Excerpted text.
────────────────
During the critical era of nursing professionalization between 1870 and 1920, evidence-based practice informed nursing methodology, education, and practice. Nightingale not only based nursing education on the concept of professionalization; she also “started the concept of improving patient outcomes through sound evidence,” (Mackey & Bassendowski, 2017, p. 52). From 1870 to 1920, nurse educators and nurse practitioners capitalized on the example set by Nightingale by incorporating evidence derived from empirical science into both the professionalization of nursing and also into the guidelines for best practices in specific clinical environments. Therefore, the earliest integration of evidence-based practice into nursing is the most important element of the early history of the profession, its education and its practice. Nursing therapeutics and technologies responded to demands for evidence-based services, procedures, and technologies. For example, between 1870 and 1920, researchers and nurses collaborated to “embed antisepsis and asepsis into the nursing curricula at British hospitals,” (Jones, Dupress, Hutchison, et al., 2017, p. 1). In her 1859 publication, Notes on Nursing, Nightingale documented practices such as proper hand washing techniques to contribute to burgeoning research and evidence bases for teaching future nurse practitioners. In fact, the detailed information on sanitation and the importance of antiseptic conditions to improving patient care were rooted on Nightingale’s knowledge of emerging scientific data on germs and pathogens. Nightingale also became the first female member of the Royal Statistical Society because she believed that statistics and numbers were necessary for improving patient outcomes (National Archives, n.d.). Transformations in actual hospital policy and praxis evolved considerably during the late 19th and early 20th centuries, as a result of Nightingale’s contributions. Between 1870 and 1920, training manuals for nurses enhanced consistency and accuracy in patient care, while nursing became increasingly secularized to reduce the infiltration of religion into science (Bartoloni & Canalejo, 2011). Technological advancements in medicine became increasingly based on scientific research that was sponsored by universities, and eventually, nurse education became university-based to reflect the change in perspective.
────────────────
Extracted material.
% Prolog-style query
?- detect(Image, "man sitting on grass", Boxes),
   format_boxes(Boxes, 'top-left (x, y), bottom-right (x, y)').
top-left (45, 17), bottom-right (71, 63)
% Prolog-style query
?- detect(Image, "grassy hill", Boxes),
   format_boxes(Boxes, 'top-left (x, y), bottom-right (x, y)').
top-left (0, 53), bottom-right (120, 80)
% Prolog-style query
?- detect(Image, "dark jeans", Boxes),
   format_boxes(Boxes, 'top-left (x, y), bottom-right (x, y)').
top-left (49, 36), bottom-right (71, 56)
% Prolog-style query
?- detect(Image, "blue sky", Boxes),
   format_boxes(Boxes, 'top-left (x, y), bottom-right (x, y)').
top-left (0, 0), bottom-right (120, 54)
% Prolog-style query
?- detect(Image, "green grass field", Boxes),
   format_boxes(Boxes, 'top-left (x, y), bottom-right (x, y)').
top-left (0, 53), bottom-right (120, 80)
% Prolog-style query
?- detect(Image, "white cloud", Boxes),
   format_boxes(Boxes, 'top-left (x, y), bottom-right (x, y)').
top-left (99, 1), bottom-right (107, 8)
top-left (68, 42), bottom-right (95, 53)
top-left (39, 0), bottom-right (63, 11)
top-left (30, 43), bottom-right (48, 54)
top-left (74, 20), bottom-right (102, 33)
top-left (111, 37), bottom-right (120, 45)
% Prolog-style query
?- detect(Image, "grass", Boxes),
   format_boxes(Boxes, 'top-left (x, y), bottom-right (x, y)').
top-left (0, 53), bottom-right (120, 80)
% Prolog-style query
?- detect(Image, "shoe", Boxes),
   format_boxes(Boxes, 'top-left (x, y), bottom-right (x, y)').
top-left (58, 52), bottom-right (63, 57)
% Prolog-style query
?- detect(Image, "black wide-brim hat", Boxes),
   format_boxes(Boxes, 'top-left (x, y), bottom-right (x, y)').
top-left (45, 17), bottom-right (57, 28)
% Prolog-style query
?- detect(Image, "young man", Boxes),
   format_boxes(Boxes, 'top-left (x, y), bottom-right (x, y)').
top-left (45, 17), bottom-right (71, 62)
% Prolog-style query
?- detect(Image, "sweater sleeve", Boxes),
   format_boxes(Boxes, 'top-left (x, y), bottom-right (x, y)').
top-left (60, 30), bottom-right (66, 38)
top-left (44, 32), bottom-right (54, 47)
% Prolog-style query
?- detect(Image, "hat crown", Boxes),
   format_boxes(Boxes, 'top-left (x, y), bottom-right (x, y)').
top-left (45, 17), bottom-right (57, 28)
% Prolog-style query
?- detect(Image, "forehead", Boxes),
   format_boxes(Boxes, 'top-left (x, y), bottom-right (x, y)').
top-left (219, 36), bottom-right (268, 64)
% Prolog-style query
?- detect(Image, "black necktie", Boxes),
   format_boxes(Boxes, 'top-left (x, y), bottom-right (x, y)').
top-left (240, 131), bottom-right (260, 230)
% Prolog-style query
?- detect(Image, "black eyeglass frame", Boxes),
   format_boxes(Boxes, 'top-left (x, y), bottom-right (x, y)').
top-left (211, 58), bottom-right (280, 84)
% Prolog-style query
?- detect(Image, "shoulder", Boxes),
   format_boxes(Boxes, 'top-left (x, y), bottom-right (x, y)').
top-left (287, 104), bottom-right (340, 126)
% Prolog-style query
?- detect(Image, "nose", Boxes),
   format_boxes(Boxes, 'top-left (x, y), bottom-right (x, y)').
────────────────
Problem requirements. Continue the passage on evidence-based practice in nursing between 1870 and 1920, starting after its final sentence, which ends "to reflect the change in perspective."

Answer.
Both the educational and practice domains benefitted from the bilateral communication that ensued between practitioners and researchers. Research informed evidence-based practice and transformed nursing curricula and pedagogy, while practice helped to inform research questions, the evolution of different nursing theories, and also guide the framing of hypotheses. The impact of evidence-based practice on nursing is comprehensive, including improving the self-concept of the profession of nursing, and the individual self-efficacy of nurses. Evidence-based practice has legitimized the nursing profession, instituting standards for nursing education. The overall impact of evidence-based practice has been “to standardize healthcare practices to science and best evidence and to reduce illogical variation in care, which is known to produce unpredictable health outcomes,” (Stevens, 2013, p. 1). Nurses are recognized for high standards and core competencies because of evidence-based practice, stemming from the initial contributions of Florence Nightingale.